Exercise objective>
Filter task. Return each line of the material that holds the string "below".

Provided entries>

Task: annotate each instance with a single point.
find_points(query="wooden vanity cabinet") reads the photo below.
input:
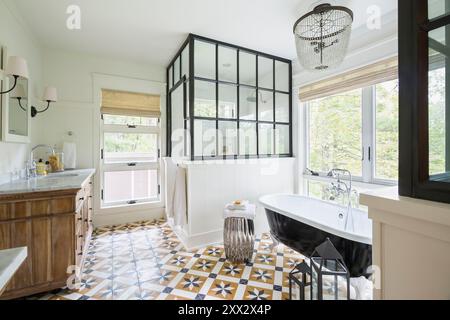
(55, 226)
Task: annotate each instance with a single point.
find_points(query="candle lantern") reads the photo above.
(298, 281)
(330, 278)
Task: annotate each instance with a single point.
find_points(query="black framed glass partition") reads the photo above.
(228, 102)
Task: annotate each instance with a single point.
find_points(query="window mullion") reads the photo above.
(368, 133)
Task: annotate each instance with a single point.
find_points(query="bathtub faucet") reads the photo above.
(339, 188)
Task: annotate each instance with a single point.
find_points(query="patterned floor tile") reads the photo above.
(254, 293)
(223, 289)
(232, 270)
(146, 261)
(191, 283)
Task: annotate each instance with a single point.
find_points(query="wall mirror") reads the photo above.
(15, 114)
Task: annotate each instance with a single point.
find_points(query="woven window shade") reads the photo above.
(130, 104)
(382, 71)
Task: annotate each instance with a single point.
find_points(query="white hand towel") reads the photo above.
(180, 199)
(70, 155)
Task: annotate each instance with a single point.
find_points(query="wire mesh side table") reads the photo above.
(239, 237)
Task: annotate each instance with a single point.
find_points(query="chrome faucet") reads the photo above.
(31, 163)
(338, 188)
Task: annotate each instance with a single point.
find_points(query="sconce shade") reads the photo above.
(17, 66)
(19, 92)
(50, 94)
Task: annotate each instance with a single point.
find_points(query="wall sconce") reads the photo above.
(50, 95)
(19, 94)
(18, 68)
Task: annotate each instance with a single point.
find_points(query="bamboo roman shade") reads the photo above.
(130, 104)
(382, 71)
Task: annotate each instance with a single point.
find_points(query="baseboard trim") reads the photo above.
(103, 220)
(197, 241)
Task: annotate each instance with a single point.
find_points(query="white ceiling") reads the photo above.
(151, 31)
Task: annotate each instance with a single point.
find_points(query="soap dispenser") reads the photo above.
(41, 168)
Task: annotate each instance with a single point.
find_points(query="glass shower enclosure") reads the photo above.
(228, 102)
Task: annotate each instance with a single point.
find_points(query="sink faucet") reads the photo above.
(31, 163)
(339, 188)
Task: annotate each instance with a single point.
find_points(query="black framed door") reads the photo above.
(424, 74)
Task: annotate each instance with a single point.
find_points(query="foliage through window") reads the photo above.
(337, 137)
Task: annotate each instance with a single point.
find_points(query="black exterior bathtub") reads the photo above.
(304, 239)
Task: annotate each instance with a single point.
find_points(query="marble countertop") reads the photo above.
(10, 262)
(67, 180)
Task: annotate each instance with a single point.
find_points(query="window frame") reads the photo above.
(368, 138)
(127, 165)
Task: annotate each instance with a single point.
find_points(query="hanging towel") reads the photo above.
(70, 155)
(179, 198)
(171, 172)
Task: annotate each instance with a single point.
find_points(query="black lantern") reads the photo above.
(298, 280)
(330, 279)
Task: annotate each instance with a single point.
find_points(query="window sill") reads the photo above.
(356, 182)
(131, 207)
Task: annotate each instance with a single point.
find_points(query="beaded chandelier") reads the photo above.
(322, 36)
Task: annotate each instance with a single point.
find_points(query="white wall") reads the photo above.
(72, 74)
(213, 184)
(20, 42)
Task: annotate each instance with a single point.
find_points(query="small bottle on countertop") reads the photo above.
(41, 168)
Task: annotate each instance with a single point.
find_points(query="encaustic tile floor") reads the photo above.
(146, 261)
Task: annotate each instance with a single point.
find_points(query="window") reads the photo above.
(356, 130)
(130, 160)
(386, 131)
(241, 102)
(335, 131)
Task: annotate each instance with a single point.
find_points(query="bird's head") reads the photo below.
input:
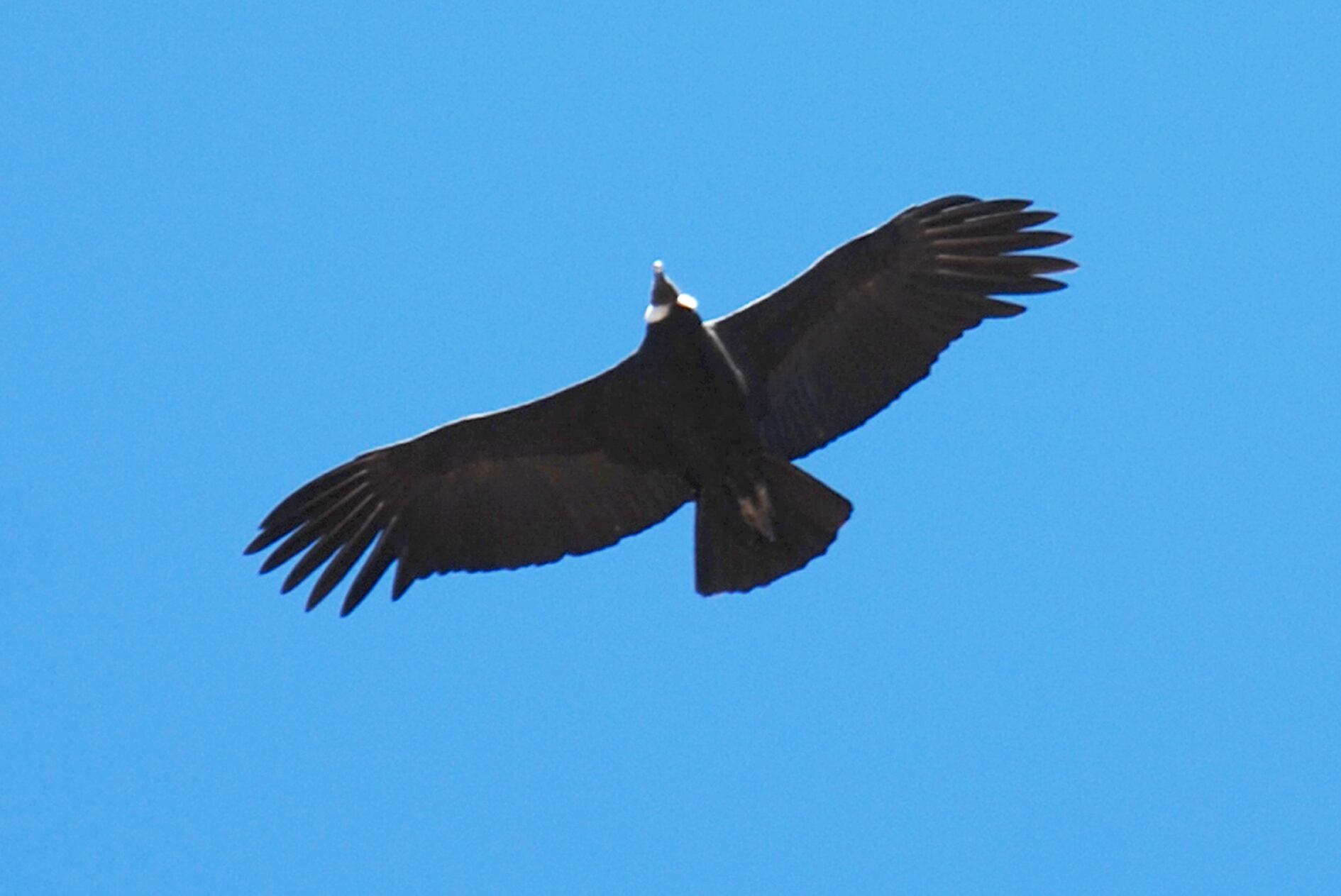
(666, 297)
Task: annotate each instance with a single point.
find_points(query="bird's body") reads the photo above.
(708, 412)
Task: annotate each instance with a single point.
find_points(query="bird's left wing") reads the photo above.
(828, 350)
(568, 474)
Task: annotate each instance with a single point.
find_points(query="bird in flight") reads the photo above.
(711, 412)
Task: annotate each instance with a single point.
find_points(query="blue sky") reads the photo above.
(1081, 635)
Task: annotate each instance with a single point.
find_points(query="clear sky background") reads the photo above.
(1081, 635)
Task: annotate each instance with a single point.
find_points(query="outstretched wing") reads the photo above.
(830, 349)
(568, 474)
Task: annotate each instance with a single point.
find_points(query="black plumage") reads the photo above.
(708, 412)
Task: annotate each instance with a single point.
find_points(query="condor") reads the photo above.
(711, 412)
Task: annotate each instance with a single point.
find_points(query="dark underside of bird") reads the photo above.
(711, 412)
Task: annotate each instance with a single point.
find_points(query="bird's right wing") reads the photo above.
(568, 474)
(832, 348)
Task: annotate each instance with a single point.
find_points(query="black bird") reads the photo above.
(708, 412)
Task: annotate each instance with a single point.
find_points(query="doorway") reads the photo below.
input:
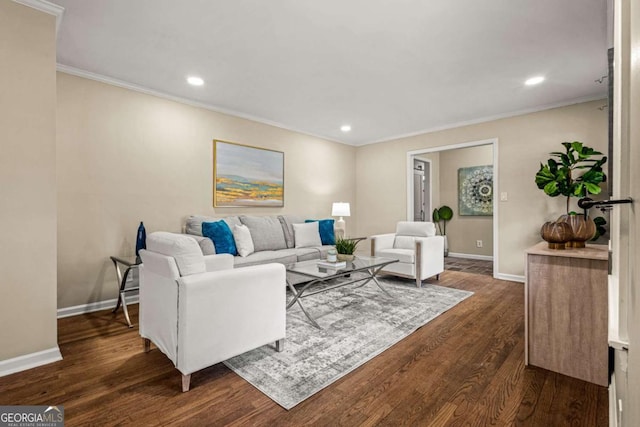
(442, 188)
(421, 189)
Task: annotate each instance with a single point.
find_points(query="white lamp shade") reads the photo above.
(341, 209)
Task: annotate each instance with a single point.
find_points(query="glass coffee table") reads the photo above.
(319, 274)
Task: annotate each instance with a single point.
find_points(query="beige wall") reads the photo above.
(463, 231)
(126, 157)
(27, 181)
(524, 142)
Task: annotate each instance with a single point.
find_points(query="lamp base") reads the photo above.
(340, 228)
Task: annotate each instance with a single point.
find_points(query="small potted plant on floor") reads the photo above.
(346, 248)
(440, 217)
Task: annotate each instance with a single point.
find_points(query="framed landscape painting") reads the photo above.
(245, 176)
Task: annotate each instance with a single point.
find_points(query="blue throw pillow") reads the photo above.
(327, 235)
(221, 235)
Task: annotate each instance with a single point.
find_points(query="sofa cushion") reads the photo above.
(327, 233)
(266, 232)
(183, 249)
(221, 235)
(415, 228)
(307, 234)
(287, 222)
(264, 257)
(194, 223)
(242, 236)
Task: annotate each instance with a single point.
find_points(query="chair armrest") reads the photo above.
(218, 262)
(381, 241)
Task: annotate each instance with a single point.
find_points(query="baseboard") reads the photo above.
(509, 277)
(471, 256)
(29, 361)
(94, 306)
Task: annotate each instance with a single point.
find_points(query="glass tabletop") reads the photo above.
(315, 268)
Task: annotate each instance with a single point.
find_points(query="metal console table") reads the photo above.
(129, 263)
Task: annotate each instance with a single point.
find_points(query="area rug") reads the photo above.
(358, 324)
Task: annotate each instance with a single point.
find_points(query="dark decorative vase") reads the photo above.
(582, 229)
(556, 234)
(141, 240)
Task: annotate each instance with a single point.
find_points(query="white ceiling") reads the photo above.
(387, 68)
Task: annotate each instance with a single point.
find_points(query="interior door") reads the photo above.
(625, 224)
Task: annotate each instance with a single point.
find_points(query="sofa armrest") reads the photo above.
(430, 261)
(218, 262)
(226, 313)
(381, 241)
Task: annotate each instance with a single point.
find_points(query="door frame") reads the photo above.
(427, 214)
(494, 143)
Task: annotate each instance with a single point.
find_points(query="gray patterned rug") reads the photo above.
(358, 324)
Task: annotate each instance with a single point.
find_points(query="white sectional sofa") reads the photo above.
(274, 238)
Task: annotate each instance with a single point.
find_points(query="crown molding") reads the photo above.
(126, 85)
(137, 88)
(490, 118)
(46, 7)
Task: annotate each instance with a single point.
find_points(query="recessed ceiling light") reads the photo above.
(534, 81)
(195, 81)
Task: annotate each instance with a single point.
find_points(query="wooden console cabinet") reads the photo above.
(566, 311)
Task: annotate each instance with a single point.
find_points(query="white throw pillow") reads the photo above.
(307, 234)
(244, 242)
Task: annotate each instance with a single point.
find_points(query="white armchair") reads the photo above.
(199, 310)
(415, 244)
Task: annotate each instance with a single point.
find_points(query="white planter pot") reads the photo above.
(446, 246)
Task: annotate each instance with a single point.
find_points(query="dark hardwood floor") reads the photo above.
(466, 367)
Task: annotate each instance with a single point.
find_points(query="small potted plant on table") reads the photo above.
(559, 177)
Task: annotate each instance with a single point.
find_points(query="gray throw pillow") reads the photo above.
(194, 223)
(266, 232)
(287, 222)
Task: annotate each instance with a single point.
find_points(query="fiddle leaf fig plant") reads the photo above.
(561, 177)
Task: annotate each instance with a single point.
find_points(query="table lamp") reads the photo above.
(341, 209)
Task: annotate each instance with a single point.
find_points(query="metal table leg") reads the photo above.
(122, 280)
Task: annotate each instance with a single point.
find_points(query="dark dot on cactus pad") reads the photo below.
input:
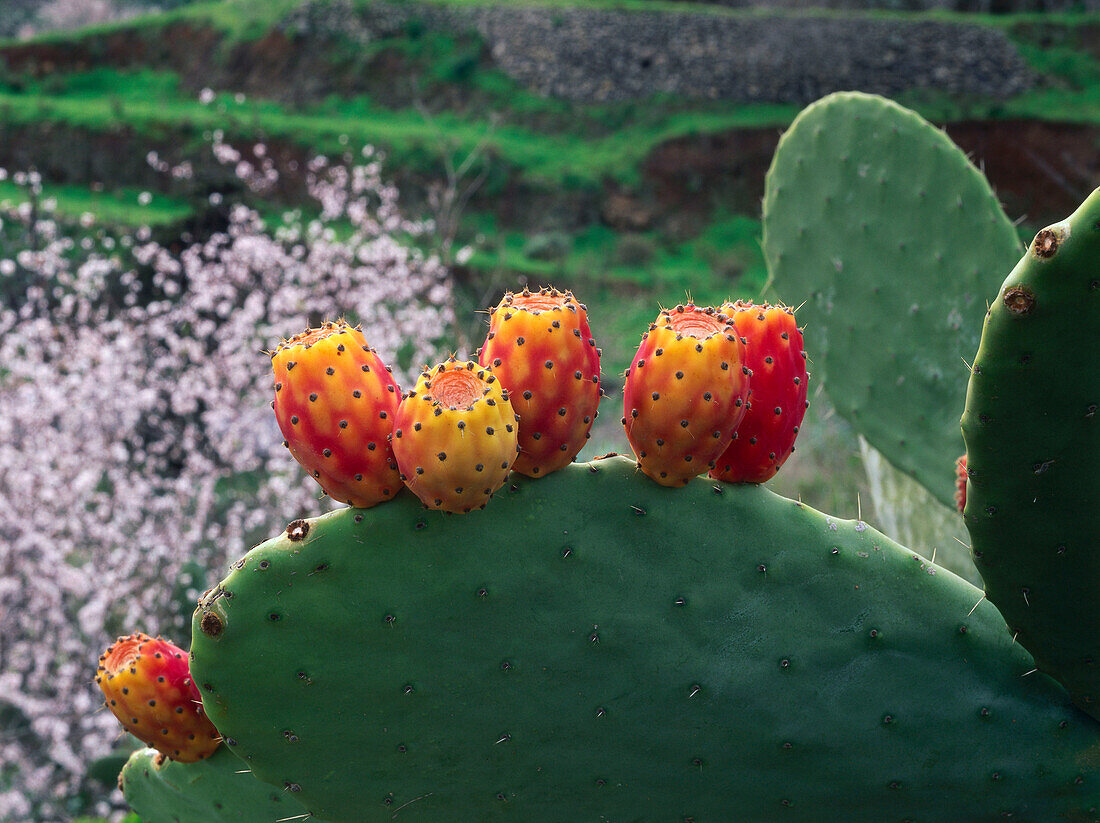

Answer section>
find_points(query="wooden vanity cabinet") reads the photo below.
find_points(query="bird's head") reads the photo below.
find_points(query="doorway") reads the photo below.
find_points(query="dark dot on cactus pad") reads the photo below.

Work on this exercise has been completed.